Each line from the one holding "Place one keypoint on each instance of the white wall label" to the end of the listing below must be given again exactly as it appears.

#### [Data]
^^^^

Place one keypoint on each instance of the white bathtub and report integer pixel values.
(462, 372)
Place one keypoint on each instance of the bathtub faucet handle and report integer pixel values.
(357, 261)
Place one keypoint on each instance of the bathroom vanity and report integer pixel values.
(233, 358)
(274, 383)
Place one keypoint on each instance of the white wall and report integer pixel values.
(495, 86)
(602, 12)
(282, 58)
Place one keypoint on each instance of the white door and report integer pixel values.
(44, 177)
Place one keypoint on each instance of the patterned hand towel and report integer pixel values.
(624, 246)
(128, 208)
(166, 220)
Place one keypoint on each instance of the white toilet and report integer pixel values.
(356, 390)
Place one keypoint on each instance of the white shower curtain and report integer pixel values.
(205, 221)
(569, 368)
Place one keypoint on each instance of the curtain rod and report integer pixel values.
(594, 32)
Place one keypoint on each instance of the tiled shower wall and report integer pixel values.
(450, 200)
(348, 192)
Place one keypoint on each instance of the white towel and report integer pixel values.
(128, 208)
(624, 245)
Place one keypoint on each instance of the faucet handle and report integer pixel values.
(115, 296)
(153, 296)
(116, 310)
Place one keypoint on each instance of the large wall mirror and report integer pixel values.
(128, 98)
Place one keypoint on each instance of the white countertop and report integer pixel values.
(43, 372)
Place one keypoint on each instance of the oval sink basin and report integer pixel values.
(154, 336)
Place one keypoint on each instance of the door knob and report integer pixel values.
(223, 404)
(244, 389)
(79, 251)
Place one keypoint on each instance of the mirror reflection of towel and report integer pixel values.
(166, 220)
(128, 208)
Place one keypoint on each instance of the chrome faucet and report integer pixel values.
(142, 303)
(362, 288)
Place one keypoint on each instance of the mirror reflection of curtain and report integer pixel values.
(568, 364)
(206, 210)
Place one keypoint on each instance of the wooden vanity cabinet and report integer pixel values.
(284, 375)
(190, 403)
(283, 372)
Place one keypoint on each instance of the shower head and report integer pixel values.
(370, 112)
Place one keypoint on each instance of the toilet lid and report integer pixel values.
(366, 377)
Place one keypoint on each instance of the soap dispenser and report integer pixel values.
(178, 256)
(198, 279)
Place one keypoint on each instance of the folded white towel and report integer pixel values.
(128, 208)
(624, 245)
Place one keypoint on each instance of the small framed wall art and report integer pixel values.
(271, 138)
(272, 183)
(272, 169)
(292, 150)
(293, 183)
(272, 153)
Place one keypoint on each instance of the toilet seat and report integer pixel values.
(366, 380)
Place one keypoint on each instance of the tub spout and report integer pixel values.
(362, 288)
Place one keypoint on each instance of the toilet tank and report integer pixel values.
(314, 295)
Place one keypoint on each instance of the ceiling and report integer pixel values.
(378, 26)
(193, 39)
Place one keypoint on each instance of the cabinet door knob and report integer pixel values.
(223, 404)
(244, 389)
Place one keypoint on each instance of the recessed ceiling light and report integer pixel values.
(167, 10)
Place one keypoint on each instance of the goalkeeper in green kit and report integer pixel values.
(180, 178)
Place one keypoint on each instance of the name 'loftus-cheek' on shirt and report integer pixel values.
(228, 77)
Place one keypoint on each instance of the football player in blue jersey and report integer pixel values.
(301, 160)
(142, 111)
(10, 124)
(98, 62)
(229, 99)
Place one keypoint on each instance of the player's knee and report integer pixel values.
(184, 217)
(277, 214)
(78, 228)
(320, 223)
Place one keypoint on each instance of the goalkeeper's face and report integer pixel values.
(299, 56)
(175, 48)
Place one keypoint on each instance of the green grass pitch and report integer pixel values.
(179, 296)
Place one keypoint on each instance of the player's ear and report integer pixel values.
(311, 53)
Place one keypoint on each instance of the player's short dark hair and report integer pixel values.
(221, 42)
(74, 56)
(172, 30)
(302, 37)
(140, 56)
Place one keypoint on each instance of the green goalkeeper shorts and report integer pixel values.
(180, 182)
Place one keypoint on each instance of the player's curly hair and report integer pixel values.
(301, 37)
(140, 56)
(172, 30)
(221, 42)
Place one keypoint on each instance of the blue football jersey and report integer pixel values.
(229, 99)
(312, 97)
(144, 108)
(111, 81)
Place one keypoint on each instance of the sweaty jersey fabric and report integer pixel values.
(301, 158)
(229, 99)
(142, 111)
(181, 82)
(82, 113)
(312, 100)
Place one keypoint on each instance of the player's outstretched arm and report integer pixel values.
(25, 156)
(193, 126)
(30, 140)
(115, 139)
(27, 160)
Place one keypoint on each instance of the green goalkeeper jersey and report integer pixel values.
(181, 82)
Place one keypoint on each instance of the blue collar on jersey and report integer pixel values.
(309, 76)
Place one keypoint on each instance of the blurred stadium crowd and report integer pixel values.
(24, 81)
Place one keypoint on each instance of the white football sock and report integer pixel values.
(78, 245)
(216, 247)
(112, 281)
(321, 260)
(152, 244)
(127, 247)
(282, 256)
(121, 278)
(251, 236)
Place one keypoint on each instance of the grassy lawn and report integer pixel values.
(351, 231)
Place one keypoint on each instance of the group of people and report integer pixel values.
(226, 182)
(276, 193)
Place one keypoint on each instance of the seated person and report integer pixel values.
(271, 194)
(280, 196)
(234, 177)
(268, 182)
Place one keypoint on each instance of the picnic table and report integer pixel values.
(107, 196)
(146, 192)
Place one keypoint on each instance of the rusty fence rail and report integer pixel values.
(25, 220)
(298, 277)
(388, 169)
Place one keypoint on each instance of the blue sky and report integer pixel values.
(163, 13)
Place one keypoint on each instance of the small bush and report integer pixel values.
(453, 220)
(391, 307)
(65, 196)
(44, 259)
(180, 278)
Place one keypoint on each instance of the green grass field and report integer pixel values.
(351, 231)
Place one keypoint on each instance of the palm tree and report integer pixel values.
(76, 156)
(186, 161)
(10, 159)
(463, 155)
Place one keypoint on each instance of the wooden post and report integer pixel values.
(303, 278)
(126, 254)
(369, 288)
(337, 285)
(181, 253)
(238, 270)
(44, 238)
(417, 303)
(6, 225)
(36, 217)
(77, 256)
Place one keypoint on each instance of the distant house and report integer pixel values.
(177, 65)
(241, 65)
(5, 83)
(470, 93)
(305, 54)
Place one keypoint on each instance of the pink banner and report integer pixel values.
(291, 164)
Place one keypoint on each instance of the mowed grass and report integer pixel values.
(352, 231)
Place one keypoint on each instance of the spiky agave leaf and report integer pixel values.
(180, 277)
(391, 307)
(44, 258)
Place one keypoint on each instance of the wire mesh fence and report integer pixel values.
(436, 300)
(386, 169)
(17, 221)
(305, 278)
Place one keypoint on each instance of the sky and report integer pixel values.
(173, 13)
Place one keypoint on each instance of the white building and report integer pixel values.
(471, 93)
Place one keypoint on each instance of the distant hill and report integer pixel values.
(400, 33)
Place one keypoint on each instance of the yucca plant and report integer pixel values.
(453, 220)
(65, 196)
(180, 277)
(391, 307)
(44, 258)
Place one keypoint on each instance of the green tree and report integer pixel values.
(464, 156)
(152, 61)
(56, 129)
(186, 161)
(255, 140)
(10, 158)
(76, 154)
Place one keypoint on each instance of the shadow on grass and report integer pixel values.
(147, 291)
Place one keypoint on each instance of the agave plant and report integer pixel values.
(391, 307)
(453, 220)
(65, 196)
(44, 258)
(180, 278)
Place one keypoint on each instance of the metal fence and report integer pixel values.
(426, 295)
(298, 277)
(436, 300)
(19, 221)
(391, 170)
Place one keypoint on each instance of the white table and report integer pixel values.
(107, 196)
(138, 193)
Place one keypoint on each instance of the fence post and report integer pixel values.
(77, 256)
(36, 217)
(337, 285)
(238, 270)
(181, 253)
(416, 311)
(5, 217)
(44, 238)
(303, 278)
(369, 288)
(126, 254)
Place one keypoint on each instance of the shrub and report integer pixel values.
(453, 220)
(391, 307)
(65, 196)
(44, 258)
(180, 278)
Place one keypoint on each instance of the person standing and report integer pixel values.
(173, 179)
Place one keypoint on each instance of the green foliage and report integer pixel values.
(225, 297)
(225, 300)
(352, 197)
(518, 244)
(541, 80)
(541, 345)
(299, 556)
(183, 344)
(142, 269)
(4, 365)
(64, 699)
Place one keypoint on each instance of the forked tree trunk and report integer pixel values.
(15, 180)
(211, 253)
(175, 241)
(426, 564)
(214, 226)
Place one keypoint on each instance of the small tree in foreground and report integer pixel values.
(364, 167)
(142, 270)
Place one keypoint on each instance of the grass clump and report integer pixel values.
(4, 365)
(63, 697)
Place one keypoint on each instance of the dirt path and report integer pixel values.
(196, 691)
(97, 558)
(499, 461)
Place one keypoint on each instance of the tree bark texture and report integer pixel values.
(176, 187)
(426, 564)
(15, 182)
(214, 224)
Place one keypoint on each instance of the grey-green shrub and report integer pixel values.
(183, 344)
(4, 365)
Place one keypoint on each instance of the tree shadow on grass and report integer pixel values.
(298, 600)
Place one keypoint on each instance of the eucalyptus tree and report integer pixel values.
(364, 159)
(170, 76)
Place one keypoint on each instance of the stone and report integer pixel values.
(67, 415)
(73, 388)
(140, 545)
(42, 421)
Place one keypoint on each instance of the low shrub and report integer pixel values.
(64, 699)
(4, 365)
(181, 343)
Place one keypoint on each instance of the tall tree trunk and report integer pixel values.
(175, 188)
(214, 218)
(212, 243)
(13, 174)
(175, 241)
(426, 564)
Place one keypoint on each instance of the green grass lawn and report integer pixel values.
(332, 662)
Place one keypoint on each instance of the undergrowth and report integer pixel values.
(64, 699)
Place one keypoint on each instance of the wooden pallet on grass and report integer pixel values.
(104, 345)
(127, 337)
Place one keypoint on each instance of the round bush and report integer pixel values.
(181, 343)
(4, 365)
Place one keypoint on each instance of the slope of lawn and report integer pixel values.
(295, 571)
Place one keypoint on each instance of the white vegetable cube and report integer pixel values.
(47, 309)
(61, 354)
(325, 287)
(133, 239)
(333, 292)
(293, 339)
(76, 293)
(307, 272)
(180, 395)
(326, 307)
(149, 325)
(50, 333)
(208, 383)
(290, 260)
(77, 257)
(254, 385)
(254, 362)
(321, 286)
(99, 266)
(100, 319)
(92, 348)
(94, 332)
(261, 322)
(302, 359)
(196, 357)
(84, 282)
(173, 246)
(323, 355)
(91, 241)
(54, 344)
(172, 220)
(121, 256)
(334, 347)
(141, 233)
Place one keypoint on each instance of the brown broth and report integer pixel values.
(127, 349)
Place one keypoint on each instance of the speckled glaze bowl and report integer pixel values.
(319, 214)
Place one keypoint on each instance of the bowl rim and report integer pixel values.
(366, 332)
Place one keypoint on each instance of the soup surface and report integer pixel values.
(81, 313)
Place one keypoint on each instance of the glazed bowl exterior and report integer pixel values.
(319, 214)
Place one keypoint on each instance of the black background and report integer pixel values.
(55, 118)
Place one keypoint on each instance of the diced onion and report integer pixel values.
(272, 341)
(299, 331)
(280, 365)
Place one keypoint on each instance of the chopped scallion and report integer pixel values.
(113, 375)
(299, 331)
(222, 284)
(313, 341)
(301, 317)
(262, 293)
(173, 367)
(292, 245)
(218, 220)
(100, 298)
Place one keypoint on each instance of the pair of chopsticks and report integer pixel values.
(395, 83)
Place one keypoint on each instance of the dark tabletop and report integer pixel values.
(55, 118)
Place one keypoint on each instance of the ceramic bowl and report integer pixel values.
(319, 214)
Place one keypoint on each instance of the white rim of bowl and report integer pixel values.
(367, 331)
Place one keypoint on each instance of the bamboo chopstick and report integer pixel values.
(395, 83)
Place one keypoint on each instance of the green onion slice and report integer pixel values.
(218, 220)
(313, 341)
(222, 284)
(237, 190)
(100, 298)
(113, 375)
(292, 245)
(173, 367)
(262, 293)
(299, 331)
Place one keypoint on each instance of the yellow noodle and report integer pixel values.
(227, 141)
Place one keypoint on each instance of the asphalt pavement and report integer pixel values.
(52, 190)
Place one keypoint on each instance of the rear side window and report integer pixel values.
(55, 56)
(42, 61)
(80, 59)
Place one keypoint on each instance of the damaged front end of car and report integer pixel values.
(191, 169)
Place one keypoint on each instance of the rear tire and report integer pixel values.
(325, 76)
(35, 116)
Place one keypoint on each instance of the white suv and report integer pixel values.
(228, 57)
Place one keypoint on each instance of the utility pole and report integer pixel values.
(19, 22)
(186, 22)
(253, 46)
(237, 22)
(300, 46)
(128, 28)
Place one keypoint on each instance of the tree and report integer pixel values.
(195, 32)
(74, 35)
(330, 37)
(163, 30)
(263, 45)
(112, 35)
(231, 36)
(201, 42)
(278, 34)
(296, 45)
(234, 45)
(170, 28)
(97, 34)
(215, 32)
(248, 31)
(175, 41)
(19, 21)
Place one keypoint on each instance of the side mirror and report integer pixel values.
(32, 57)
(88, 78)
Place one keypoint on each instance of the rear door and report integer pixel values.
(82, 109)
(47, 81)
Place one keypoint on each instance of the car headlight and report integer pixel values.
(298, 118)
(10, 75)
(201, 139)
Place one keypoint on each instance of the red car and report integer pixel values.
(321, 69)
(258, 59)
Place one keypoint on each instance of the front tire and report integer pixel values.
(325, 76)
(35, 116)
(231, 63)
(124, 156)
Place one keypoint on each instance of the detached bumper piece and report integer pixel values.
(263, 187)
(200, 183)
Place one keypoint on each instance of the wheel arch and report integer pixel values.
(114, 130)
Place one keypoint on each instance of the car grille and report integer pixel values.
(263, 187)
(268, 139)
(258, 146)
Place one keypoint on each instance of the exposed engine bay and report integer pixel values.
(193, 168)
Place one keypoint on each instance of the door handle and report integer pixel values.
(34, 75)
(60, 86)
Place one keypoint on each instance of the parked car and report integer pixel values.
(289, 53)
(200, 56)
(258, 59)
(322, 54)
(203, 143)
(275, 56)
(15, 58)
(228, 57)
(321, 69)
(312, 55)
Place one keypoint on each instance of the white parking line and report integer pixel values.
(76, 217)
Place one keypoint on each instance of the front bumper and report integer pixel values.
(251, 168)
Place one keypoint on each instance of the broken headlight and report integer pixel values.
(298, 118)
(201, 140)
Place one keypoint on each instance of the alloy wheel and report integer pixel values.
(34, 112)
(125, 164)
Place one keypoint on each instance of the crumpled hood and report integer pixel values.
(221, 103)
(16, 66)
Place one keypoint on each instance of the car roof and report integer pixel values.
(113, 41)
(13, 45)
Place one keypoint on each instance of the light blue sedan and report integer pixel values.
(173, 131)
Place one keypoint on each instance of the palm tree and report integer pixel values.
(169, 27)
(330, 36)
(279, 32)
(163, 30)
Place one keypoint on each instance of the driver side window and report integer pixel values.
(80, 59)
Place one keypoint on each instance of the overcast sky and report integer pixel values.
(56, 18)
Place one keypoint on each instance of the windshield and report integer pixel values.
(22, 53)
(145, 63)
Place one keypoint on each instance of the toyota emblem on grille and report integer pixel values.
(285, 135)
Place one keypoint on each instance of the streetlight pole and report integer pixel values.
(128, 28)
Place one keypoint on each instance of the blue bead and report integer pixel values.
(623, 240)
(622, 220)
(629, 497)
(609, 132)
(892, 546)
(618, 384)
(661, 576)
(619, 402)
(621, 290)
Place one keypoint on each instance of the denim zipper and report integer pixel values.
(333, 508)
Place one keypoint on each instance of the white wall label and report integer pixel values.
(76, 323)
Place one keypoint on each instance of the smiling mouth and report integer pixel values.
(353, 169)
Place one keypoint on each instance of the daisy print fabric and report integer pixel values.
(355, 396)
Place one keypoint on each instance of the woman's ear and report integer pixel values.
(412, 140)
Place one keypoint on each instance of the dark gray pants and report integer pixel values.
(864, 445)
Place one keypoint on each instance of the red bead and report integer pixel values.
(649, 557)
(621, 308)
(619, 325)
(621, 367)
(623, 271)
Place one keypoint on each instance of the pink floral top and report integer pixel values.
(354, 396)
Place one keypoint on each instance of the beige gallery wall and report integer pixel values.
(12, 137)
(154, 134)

^^^^

#### [Your solution]
Place one keypoint on each instance of the white wall label and report integer pixel values.
(76, 323)
Place one keypoint on each instance of the smiling mouth and report integer pixel values.
(353, 169)
Place one keypoint on each instance of the daisy print fabric and report integer pixel values.
(355, 396)
Place one keypoint on each instance of the woman's ear and report integer pixel values.
(412, 140)
Place one keypoint on each instance of the dark gray pants and report integer pixel values.
(864, 445)
Place one keypoint on each instance of the red bead and report integer pixel values.
(649, 557)
(621, 308)
(619, 325)
(621, 367)
(623, 271)
Place one keypoint on each instance of the pink floral top and report integer pixel values.
(354, 396)
Place one keypoint on each instance of the beige gallery wall and report integer pixel values.
(12, 137)
(154, 134)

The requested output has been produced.